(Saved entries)
=======

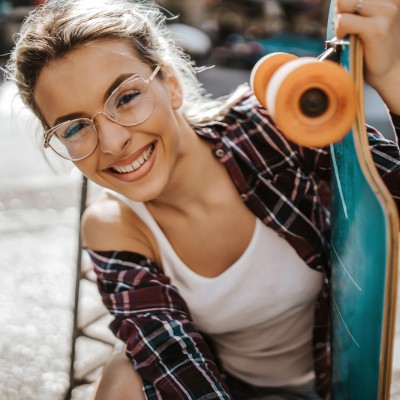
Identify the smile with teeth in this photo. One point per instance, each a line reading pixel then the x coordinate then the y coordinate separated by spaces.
pixel 135 165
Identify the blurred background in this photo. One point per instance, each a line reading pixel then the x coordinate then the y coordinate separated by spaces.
pixel 40 196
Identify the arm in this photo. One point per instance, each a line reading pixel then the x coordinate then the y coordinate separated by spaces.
pixel 378 26
pixel 166 349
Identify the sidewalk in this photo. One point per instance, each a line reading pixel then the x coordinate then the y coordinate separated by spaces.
pixel 38 242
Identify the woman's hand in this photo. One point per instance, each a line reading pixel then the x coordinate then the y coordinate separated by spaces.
pixel 377 23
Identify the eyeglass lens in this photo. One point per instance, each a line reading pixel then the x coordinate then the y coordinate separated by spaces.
pixel 130 104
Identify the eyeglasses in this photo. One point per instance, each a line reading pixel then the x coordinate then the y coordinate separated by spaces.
pixel 131 103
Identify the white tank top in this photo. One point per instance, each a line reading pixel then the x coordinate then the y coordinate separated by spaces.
pixel 259 312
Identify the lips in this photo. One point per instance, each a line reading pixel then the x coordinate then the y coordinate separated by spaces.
pixel 136 163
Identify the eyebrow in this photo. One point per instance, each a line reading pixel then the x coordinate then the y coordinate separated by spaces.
pixel 68 117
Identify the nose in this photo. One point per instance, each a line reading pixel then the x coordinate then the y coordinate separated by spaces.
pixel 113 138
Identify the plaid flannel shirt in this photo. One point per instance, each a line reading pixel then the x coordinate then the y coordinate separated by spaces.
pixel 284 185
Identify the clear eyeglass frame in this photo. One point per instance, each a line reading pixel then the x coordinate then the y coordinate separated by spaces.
pixel 50 136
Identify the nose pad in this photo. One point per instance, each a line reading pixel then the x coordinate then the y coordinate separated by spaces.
pixel 113 138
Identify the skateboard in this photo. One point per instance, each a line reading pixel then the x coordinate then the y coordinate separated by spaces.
pixel 319 102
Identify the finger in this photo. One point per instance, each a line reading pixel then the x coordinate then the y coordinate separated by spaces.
pixel 367 8
pixel 384 16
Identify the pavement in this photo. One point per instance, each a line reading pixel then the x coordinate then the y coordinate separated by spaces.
pixel 38 245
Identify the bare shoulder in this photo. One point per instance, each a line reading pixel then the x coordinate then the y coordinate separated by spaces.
pixel 109 224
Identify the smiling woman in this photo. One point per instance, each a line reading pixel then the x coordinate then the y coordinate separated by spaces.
pixel 210 239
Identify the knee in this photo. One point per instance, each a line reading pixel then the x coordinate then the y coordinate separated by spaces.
pixel 119 381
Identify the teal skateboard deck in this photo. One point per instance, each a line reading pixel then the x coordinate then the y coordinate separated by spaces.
pixel 320 102
pixel 364 256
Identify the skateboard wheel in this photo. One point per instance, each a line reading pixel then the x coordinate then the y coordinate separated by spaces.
pixel 312 102
pixel 263 71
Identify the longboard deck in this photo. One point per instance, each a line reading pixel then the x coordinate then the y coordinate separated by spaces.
pixel 364 258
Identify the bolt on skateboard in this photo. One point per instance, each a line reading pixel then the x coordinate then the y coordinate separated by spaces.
pixel 319 102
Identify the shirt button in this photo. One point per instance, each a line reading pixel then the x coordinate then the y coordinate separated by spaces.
pixel 219 153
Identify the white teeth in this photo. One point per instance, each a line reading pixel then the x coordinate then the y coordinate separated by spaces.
pixel 137 163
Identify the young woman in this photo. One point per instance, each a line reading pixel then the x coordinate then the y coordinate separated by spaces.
pixel 210 240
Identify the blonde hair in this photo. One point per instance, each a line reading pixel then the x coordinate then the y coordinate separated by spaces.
pixel 58 26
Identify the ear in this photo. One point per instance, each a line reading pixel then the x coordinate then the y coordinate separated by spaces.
pixel 174 87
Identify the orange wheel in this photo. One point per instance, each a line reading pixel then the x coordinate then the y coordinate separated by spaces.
pixel 312 102
pixel 263 71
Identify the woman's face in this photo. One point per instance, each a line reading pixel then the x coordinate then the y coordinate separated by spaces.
pixel 136 161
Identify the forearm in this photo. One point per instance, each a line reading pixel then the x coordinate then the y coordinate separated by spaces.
pixel 166 349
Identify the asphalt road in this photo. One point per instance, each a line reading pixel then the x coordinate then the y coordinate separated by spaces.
pixel 38 245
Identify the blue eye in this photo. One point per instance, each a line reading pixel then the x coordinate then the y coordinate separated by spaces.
pixel 127 98
pixel 74 129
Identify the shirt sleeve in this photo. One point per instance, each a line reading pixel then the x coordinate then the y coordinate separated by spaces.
pixel 150 316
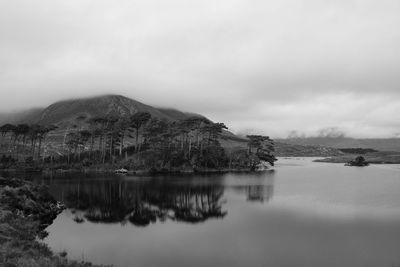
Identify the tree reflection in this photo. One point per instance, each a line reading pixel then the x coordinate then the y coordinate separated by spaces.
pixel 142 203
pixel 260 193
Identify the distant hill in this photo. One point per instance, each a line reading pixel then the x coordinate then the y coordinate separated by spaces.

=======

What the task asks
What comes back should match the records exactly, minus any pictures.

Response area
Identify the smile with teeth in this photo. One point per instance, each a line reading pixel then the x coordinate then the y coordinate separated by spaces.
pixel 135 165
Identify the blurred background in this photo. One point per instance, each a line reading pixel then the x coordinate then the y coordinate separated by spaces.
pixel 40 196
Identify the arm in this photo. One point per instance, each a line reading pixel then the x coordinate then the y coordinate separated by spaces.
pixel 378 26
pixel 166 349
Identify the sidewalk in this photo. One point per instance, each a line reading pixel then the x coordinate then the y coordinate separated by spaces.
pixel 38 242
Identify the woman's hand in this photo. One point per instance, each a line reading pixel then the x coordinate then the y coordinate separated by spaces.
pixel 377 23
Identify the eyeglass lens in this photo. One point per instance, each a line reading pixel then the x coordinate then the y coordinate separated by spaces.
pixel 130 104
Identify the eyeglasses in this photo. One point per instance, each a line reading pixel then the x coordinate then the y coordinate separated by spaces.
pixel 131 103
Identify the white tank top in this photo. One point per instance, each a line reading pixel then the x coordinate then the y coordinate separated by spaces.
pixel 259 312
Identify the lips in this photo. One point per instance, each a line reading pixel then the x coordinate then the y coordinate separated by spaces.
pixel 136 163
Identify the eyebrow in this photo. One point per instance, each a line reading pixel then the x coordinate then the y coordinate separated by spaces.
pixel 68 117
Identify the nose in this photo. One point per instance, each a line reading pixel then the x coordinate then the y coordinate separated by spaces.
pixel 113 138
Identify the plaid flannel shirt in this photo. One point per instance, each a line reading pixel then the x coordinate then the y coordinate separated by spaces.
pixel 284 185
Identify the clear eyeglass frame in this photo. One point per instance, each a line reading pixel then the x coordinate then the y coordinate separated by spaces.
pixel 50 136
Identify the nose pad in this photo. One point per instance, each a line reading pixel then the x coordinate then the y coordinate separated by spaces.
pixel 113 138
Identify the skateboard in this photo. One point per instance, each a line reading pixel then the x coordinate then the y coordinate separated by spaces.
pixel 319 102
Identify the finger in this photo. One point per instance, each a line reading pixel then the x coordinate then the y coordinate separated by spaces.
pixel 367 8
pixel 384 16
Identify the pavement in this photo. One point per instance, each a line reading pixel then the x coordinate then the y coordinate separated by spaces.
pixel 38 245
Identify the bare shoulder in this photo. One point per instance, each a line reading pixel then the x coordinate then the y coordinate separated by spaces.
pixel 109 224
Identify the smiling woman in this photo. One point per instance, each a line reading pixel then the x coordinate then the y coordinate separated by spaces.
pixel 210 239
Identify the knee in this photo. One point per instance, each a line reading pixel then the x coordinate then the y coordinate separated by spaces.
pixel 119 381
Identify the teal skateboard deck in this photo. One point per instance, each a line reading pixel then the x coordinate then the y coordinate separated by spaces.
pixel 320 102
pixel 364 256
Identify the skateboard wheel in this photo. One point per instance, each a line reading pixel then the x coordinate then the y coordinate separated by spaces.
pixel 312 102
pixel 263 71
Identify the longboard deck in this photo. One point per instance, each a line reading pixel then the x coordinate then the y coordinate separated by spaces.
pixel 364 258
Identify the bolt on skateboard in this photo. One point per instance, each a line reading pixel then the x coordinate then the y coordinate separated by spaces.
pixel 319 102
Identify the shirt button in this photo. One point per instance, each a line reading pixel then the x coordinate then the y coordinate separated by spaces.
pixel 219 153
Identify the white teeth in this photo. One point per instance, each a line reading pixel then the x coordinate then the y coordinate separated by spaces.
pixel 137 163
Identify the young woman in this photo. One point per instance, each a line reading pixel then the x coordinate then the y coordinate separated by spaces.
pixel 210 240
Identify the blonde hair in this photo. One point per instance, each a line reading pixel then the x coordinate then the y coordinate separated by spaces.
pixel 58 26
Identify the ear in this photo. One point per instance, each a line reading pixel then the x coordinate then the y coordinate separated by spaces.
pixel 174 87
Identify the orange wheel in this photo. One point per instance, each a line reading pixel then the x coordinate then the y coordinate separated by spaces.
pixel 312 102
pixel 263 71
Identify the woman's face in this photo. One point per instance, each a line reading pixel then the x coordinate then the y coordinate separated by spaces.
pixel 136 161
Identify the forearm in this photo. One point per instance, each a line reading pixel then the x coordinate then the y coordinate separated by spaces.
pixel 166 349
Identify the asphalt road in this photo. One point per instance, each a line reading pixel then the x coordinate then the y coordinate separated by spaces.
pixel 38 245
Identify the blue eye in this photo. One point per instance, each a line reading pixel then the x coordinate then the y coordinate separated by spaces.
pixel 127 98
pixel 74 129
Identify the shirt sleeve in this photo. One point per instance, each a line reading pixel then the x coordinate then the y coordinate separated by spaces.
pixel 150 316
Identify the tree reflection in this photo. One point per instance, each a line reading pixel then the x coordinate then the y coordinate separated by spaces.
pixel 142 203
pixel 260 193
Identify the distant hill in this photo. One point per instance, each a line reading pixel then the x coordinate then the y coordinate separated by spaces.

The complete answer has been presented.